**PROMPT**
Convert the data below into a Markdown table with the columns "Row" and "Line," putting a row number and one line in each row and leaving out blank lines.
START
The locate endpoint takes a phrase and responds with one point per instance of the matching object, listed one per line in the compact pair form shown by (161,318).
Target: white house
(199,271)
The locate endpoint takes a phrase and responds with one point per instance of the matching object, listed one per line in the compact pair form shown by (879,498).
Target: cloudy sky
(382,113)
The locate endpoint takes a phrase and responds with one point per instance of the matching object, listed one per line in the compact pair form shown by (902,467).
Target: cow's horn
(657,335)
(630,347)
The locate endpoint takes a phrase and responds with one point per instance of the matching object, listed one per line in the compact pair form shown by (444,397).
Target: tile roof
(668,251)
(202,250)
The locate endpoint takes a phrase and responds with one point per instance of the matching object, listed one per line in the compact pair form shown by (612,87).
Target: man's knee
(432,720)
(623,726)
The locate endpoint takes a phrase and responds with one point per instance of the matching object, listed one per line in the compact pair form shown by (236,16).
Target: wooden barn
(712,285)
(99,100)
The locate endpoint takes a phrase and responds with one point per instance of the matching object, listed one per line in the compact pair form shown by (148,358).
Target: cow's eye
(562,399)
END
**TASK SOLUTION**
| Row | Line |
|---|---|
| 1 | The locate endpoint takes a phrase and responds with one point per instance of the matching object, listed one per line in the compact pair form shown by (161,318). |
| 2 | Target: white house |
| 3 | (199,271) |
| 4 | The locate endpoint takes a phrase and responds with one point per instance of the matching object, listed one per line in the compact pair form shown by (879,498). |
| 5 | Target: cloudy sky |
| 6 | (382,113) |
| 7 | The locate endpoint takes a phrase and responds with one point per instance of the matching object, listed one per line in the compact pair form shown by (902,467). |
| 8 | Target: cow's horn |
| 9 | (657,335) |
| 10 | (630,347) |
| 11 | The locate endpoint takes a phrase and responds with one point per instance of the matching object, listed one per line in the compact pair form shown by (444,397). |
| 12 | Target: tile roof |
| 13 | (668,251) |
| 14 | (202,250) |
| 15 | The locate endpoint takes a phrase and responds with one point per instance of the matching object, listed one per line in the compact pair form shown by (612,87). |
| 16 | Target: man's knee |
| 17 | (432,720) |
| 18 | (623,726) |
| 19 | The locate endpoint takes a phrase and responds with one point per instance of the matching object, listed one per line in the compact pair form shown by (236,16). |
| 20 | Target: wooden barn |
| 21 | (712,285) |
| 22 | (99,100) |
| 23 | The locate endpoint takes a phrase and responds with one point per instance of the matching object, listed one per line in the compact pair form shown by (148,358). |
| 24 | Target: cow's eye |
| 25 | (562,399) |